TEXT SEGMENT:
Reviewed by Bill Sewell (Department of History, Saint Mary's University)
Published on H-US-Japan (March, 2003)
From Black and White to Grey: Chinese Collaboration in the Sino-Japanese War
>From Black and White to Grey: Chinese Collaboration in the Sino-Japanese War
The history of the second Sino-Japanese War has been a long neglected subject; in fact to this date there is no decent English-language book on the topic.[1] Given the enormous array of books published on the European theater, from every angle conceivable, this is remarkable. Explaining this lacuna usually involves going into the difficulties confronted in trying to access sources, but it can also be attributed to the moralistic tones that have long colored perceptions of the experience--tones that bestowed simplistic black and white views on the conflict that obviated any need to revisit the events. Collaborators, for example, were simply labeled "traitors" (hanjian in Mandarin Chinese).[2] Fortunately, however, as the publication of this volume suggests, both of these obstacles appear to be diminishing. Moreover, if the issue of one of the war's greyest areas can now be meaningfully revisited, then perhaps so may the larger experience be finally addressed.
Until recently, the study of Chinese collaboration has been virtually ignored.[3] Since the 1990s, however, a steady trickle of works concerned with collaboration has appeared.[4] The present work addresses the issue through eleven articles that focus on the Japanese sponsored regimes in the lower Yangzi (Yangtze) Valley--not only China's most economically productive region, but also the onetime heartland of the Nationalist (Guomindang or Kuomintang) government of Chiang Kai-shek (Jiang Jieshi).
Rather than simply call attention to a gap in the literature, the authors note a range of factors that have combined to make this work possible. Co-editor David Barrett notes some of the more salient factors in the introduction. Perhaps most obviously the volume represents an English language response to a growing surge of Chinese publications (p. 15). The dyanmic growth of the Chinese publishing industry has been noticeable over the past two decades, but for Barret the key is the changed context. Not only have researchers returned to old sources with new questions, but it strikes Barrett that recent changes in the People's Republic of China have resulted in changed attitudes among those who study Chinese history. This appears to be as true for academics overseas as it is for Chinese academics, because for Barrett, it was only after the overriding interest in the development of Maoist thought--something he asserts eclipsed interest in Nationalist China and the puppet regimes almost entirely--dispersed could other research agendas finally emerge. This, however, might go too far for some, especially when Barrett asserts that especially American academics in the 1960s and 1970s shared the "teleological notion that Maoist communism was both the rightful and inevitable historic destiny of China" (p. 15).[5]
These processes eventually led to a December 1995 conference in Vancouver, Canada that resulted in the eleven papers here. It is refreshing to write that all of these essays are useful, since they show, in multiple ways, that those who decided to work with the Japanese did so for a variety of reasons and not simply out of any moral weakness. With this volume, the study of wartime Chinese collaboration with Japanese thus moves from simplistic black and white assumptions to more realistic and useful shades of gray.

DATA EXTRACT:
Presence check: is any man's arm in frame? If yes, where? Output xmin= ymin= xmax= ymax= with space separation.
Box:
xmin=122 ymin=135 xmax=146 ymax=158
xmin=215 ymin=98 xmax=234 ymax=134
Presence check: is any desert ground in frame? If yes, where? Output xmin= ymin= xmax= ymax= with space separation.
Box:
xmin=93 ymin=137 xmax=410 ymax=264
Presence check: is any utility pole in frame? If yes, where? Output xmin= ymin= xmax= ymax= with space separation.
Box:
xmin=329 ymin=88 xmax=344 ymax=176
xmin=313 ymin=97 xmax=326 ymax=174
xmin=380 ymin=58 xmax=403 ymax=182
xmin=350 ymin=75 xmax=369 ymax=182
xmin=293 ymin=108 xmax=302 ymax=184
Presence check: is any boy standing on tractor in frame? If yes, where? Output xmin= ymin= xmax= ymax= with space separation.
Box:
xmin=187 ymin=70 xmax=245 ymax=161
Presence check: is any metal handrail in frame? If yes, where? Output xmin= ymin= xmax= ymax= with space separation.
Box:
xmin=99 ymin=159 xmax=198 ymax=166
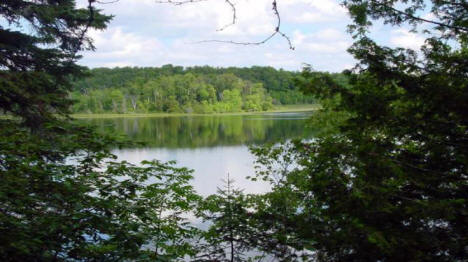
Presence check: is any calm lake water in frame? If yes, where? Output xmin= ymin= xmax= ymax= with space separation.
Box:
xmin=83 ymin=112 xmax=313 ymax=196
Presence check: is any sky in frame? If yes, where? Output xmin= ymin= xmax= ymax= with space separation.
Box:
xmin=78 ymin=0 xmax=423 ymax=72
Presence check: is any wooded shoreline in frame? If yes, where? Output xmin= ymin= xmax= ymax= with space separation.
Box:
xmin=71 ymin=104 xmax=320 ymax=119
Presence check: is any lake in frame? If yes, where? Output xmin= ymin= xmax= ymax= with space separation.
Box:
xmin=83 ymin=112 xmax=313 ymax=196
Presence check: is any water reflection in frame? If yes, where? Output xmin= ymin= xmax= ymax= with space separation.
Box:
xmin=82 ymin=112 xmax=313 ymax=148
xmin=82 ymin=113 xmax=314 ymax=196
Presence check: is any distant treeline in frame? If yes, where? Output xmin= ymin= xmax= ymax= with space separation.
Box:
xmin=72 ymin=65 xmax=344 ymax=113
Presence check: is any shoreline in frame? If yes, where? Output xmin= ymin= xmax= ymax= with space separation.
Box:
xmin=70 ymin=104 xmax=320 ymax=119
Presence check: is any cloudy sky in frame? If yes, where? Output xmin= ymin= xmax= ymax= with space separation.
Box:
xmin=77 ymin=0 xmax=422 ymax=72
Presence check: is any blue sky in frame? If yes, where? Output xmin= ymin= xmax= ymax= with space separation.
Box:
xmin=79 ymin=0 xmax=423 ymax=72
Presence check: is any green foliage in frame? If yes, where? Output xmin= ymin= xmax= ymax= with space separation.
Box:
xmin=250 ymin=0 xmax=468 ymax=261
xmin=71 ymin=73 xmax=282 ymax=113
xmin=195 ymin=175 xmax=255 ymax=261
xmin=68 ymin=65 xmax=344 ymax=113
xmin=0 ymin=0 xmax=203 ymax=261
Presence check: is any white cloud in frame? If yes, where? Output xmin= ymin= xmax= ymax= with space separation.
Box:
xmin=80 ymin=0 xmax=353 ymax=71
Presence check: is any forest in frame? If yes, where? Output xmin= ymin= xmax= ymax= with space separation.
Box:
xmin=71 ymin=65 xmax=346 ymax=114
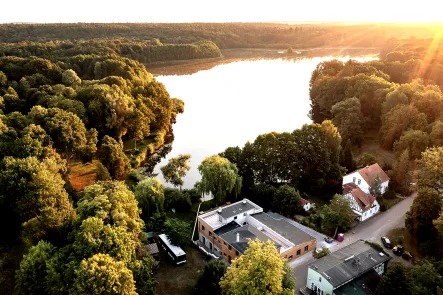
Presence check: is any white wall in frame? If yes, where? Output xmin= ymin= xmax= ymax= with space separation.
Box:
xmin=306 ymin=268 xmax=334 ymax=295
xmin=343 ymin=171 xmax=370 ymax=194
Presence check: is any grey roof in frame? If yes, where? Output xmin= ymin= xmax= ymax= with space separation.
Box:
xmin=218 ymin=200 xmax=256 ymax=219
xmin=251 ymin=213 xmax=315 ymax=245
xmin=220 ymin=225 xmax=281 ymax=254
xmin=309 ymin=240 xmax=390 ymax=288
xmin=214 ymin=221 xmax=240 ymax=236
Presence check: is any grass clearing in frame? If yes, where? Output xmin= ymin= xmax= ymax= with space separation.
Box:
xmin=387 ymin=227 xmax=423 ymax=261
xmin=352 ymin=130 xmax=395 ymax=167
xmin=69 ymin=160 xmax=99 ymax=192
xmin=154 ymin=246 xmax=205 ymax=295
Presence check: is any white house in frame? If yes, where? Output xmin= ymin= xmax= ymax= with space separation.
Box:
xmin=343 ymin=183 xmax=380 ymax=221
xmin=300 ymin=198 xmax=311 ymax=211
xmin=306 ymin=240 xmax=390 ymax=295
xmin=343 ymin=163 xmax=389 ymax=194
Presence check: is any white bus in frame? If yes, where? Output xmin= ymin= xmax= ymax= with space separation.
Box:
xmin=158 ymin=234 xmax=186 ymax=265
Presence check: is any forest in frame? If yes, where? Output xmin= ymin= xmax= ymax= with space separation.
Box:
xmin=0 ymin=23 xmax=437 ymax=49
xmin=0 ymin=41 xmax=184 ymax=294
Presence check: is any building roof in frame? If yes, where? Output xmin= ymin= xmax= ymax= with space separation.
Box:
xmin=218 ymin=200 xmax=256 ymax=219
xmin=220 ymin=225 xmax=281 ymax=254
xmin=251 ymin=213 xmax=314 ymax=245
xmin=308 ymin=240 xmax=390 ymax=288
xmin=358 ymin=163 xmax=389 ymax=186
xmin=300 ymin=198 xmax=310 ymax=207
xmin=214 ymin=221 xmax=240 ymax=236
xmin=343 ymin=182 xmax=375 ymax=212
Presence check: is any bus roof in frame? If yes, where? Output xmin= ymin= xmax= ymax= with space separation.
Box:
xmin=158 ymin=234 xmax=186 ymax=256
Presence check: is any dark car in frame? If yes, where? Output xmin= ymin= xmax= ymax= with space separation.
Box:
xmin=401 ymin=251 xmax=412 ymax=260
xmin=381 ymin=237 xmax=392 ymax=249
xmin=392 ymin=245 xmax=405 ymax=256
xmin=325 ymin=237 xmax=334 ymax=244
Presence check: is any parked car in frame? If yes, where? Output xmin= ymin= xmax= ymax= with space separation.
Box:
xmin=381 ymin=237 xmax=392 ymax=249
xmin=401 ymin=251 xmax=412 ymax=260
xmin=325 ymin=237 xmax=334 ymax=244
xmin=392 ymin=245 xmax=405 ymax=256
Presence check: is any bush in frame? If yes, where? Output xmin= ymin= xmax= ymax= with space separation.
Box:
xmin=383 ymin=188 xmax=397 ymax=199
xmin=312 ymin=248 xmax=331 ymax=259
xmin=365 ymin=241 xmax=388 ymax=255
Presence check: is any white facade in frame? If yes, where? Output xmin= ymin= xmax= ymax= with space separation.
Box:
xmin=343 ymin=171 xmax=371 ymax=194
xmin=306 ymin=268 xmax=334 ymax=295
xmin=343 ymin=171 xmax=389 ymax=194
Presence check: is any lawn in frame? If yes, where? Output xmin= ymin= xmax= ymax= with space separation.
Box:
xmin=69 ymin=160 xmax=98 ymax=192
xmin=352 ymin=130 xmax=395 ymax=167
xmin=388 ymin=228 xmax=423 ymax=261
xmin=154 ymin=246 xmax=205 ymax=295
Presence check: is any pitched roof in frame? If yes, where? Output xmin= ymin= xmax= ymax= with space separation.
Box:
xmin=308 ymin=240 xmax=390 ymax=288
xmin=358 ymin=163 xmax=389 ymax=186
xmin=300 ymin=198 xmax=310 ymax=206
xmin=343 ymin=182 xmax=375 ymax=212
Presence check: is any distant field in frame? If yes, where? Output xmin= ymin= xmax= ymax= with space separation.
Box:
xmin=69 ymin=160 xmax=98 ymax=192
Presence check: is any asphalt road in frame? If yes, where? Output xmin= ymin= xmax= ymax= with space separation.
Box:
xmin=294 ymin=193 xmax=416 ymax=294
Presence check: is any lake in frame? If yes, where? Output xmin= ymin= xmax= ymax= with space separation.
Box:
xmin=154 ymin=56 xmax=377 ymax=188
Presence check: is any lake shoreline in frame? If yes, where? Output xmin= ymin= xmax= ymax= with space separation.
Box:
xmin=145 ymin=47 xmax=380 ymax=76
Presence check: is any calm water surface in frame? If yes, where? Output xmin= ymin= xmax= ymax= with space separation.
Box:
xmin=154 ymin=56 xmax=376 ymax=188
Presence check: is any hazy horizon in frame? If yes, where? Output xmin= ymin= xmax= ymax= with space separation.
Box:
xmin=5 ymin=0 xmax=443 ymax=24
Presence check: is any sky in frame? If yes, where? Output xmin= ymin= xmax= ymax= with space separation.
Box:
xmin=0 ymin=0 xmax=443 ymax=23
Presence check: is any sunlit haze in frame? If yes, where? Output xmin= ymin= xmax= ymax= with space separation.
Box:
xmin=4 ymin=0 xmax=443 ymax=23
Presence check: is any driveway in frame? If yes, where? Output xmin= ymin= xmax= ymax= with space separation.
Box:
xmin=294 ymin=193 xmax=416 ymax=293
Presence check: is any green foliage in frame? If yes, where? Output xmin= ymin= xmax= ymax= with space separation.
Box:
xmin=272 ymin=185 xmax=302 ymax=217
xmin=164 ymin=218 xmax=192 ymax=248
xmin=394 ymin=130 xmax=429 ymax=160
xmin=197 ymin=156 xmax=242 ymax=204
xmin=220 ymin=240 xmax=285 ymax=295
xmin=16 ymin=241 xmax=55 ymax=294
xmin=357 ymin=153 xmax=377 ymax=169
xmin=134 ymin=178 xmax=165 ymax=220
xmin=165 ymin=188 xmax=192 ymax=212
xmin=376 ymin=263 xmax=411 ymax=295
xmin=0 ymin=157 xmax=75 ymax=245
xmin=331 ymin=97 xmax=363 ymax=146
xmin=95 ymin=162 xmax=111 ymax=181
xmin=192 ymin=260 xmax=226 ymax=295
xmin=98 ymin=135 xmax=131 ymax=180
xmin=160 ymin=154 xmax=191 ymax=186
xmin=72 ymin=254 xmax=137 ymax=295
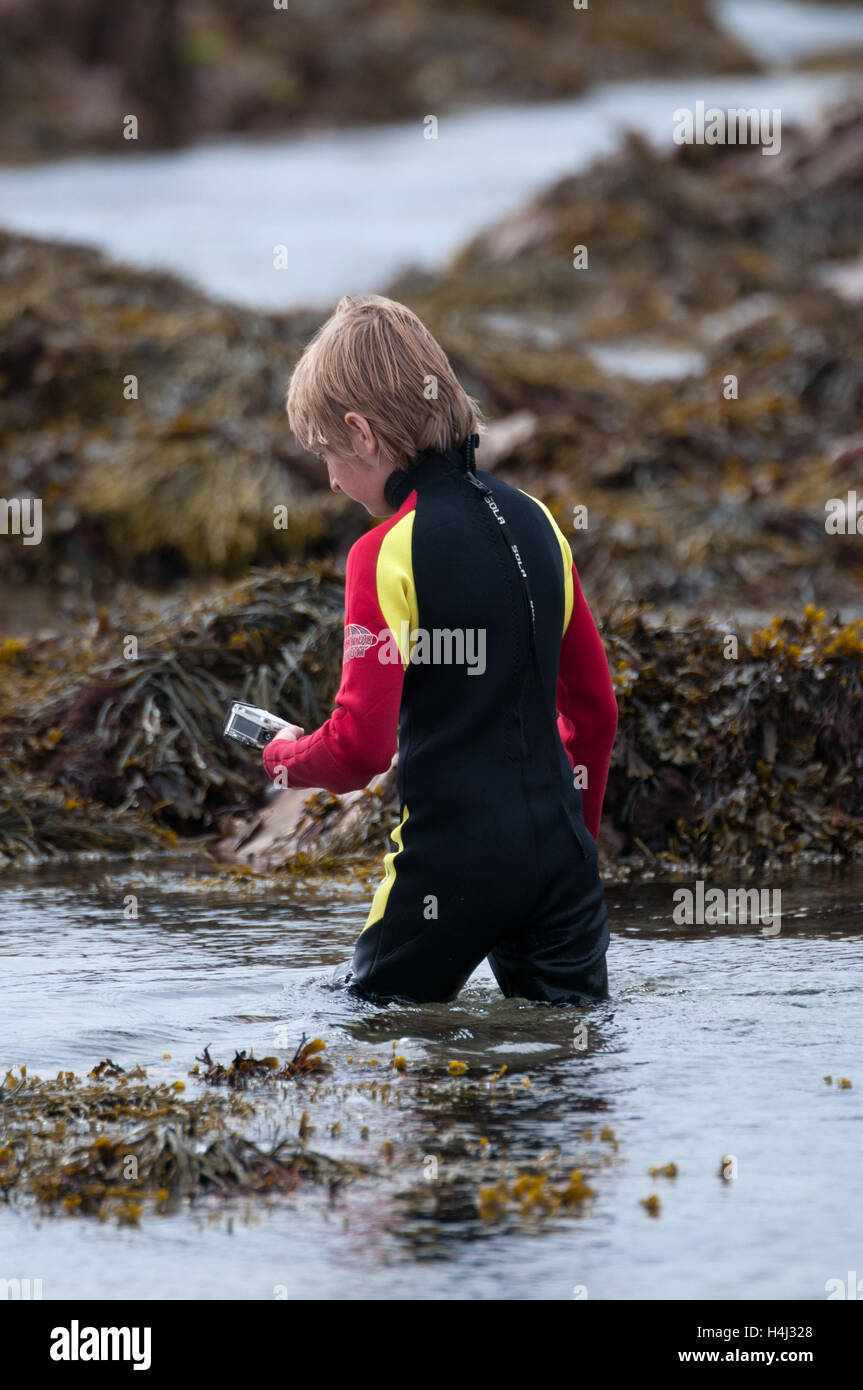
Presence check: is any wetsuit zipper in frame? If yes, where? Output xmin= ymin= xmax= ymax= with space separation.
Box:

JOB 1: Quote the review of the book on Chinese collaboration in the Sino-Japanese War word for word, from "Until recently, the" up to and including "Kai-shek (Jiang Jieshi).".
JOB 2: Extend the review of the book on Chinese collaboration in the Sino-Japanese War, picking up right after its final sentence.

TASK OUTPUT 1:
Until recently, the study of Chinese collaboration has been virtually ignored.[3] Since the 1990s, however, a steady trickle of works concerned with collaboration has appeared.[4] The present work addresses the issue through eleven articles that focus on the Japanese sponsored regimes in the lower Yangzi (Yangtze) Valley--not only China's most economically productive region, but also the onetime heartland of the Nationalist (Guomindang or Kuomintang) government of Chiang Kai-shek (Jiang Jieshi).

TASK OUTPUT 2:
The first two essays examine negotiations between Chinese and Japanese to suggest that pragmatism motivated Chinese collaborators more than moral turpitude. Wang Ke-wen's study of the policies of Wang Jingwei (Wang Ching-wei) emphasizes the long-term continuity apparent in his decisions. Rather than perceive him as a member of a nascent pro-Japan faction, Wang argues that the actions of the longtime Guomindang leader betrayed a consistency that escaped many of his contemporaries' attention. Long a proponent of making China strong, Wang only opted for negotiations with Japan when he thought China was too weak to confront Japan. This was as apparent before the war, when vestigial warlordism rendered China weak, as it was after the many retreats that occurred in the aftermath of the Marco Polo Bridge Incident (July 7, 1937). Convinced that the Western imperialist powers would never be of any aid, Wang took what he thought was the only viable road by establishing a new government that would restore peace and prosperity (or as much as possible) within the Japanese orbit. In 1938 the prospects for any Nationalist victory were grim indeed.[6]
Wang Ke-wen's account is useful because he does not whitewash Wang's activities, noting that Wang was also using his new position to carry on his rivalry with Chiang Kai-shek. However, Wang Ke-wen also explores Wang's fatalism, as he knew that going over to the Japanese side would be an act of sacrifice (p. 35). In Wang Ke-wen's view, Wang stuck to his policies with only a small hope of successfully supplanting Chiang.
A similar mix of issues is apparent in the case of Song Zheyuan, a Nationalist general facing an expanding Japanese presence in North China before the Marco Polo Bridge Incident.[7] In order to maintain local stability he determined there was no choice but to negotiate with the Japanese, but such negotiations naturally would inevitably call Song's relations with Nanjing into question. As such, Marjorie Dryburgh ably shows not only the political fragmentation apparent in Nationalist China, but also the paucity of options available to Chinese regional commanders. Song had to go along with some Japanese demands, however, by participating in negotiations he proved able to delay Japanese encroachment as well as enhance his own position. At the same time, Song's actions resembled those of Wang Jingwei because in Song's eyes as well, Jiang's Guomindang seemed "a poor guardian of the national interest" (p. 54). Unlike Wang, however, after hostilities broke out Song elected only to fight.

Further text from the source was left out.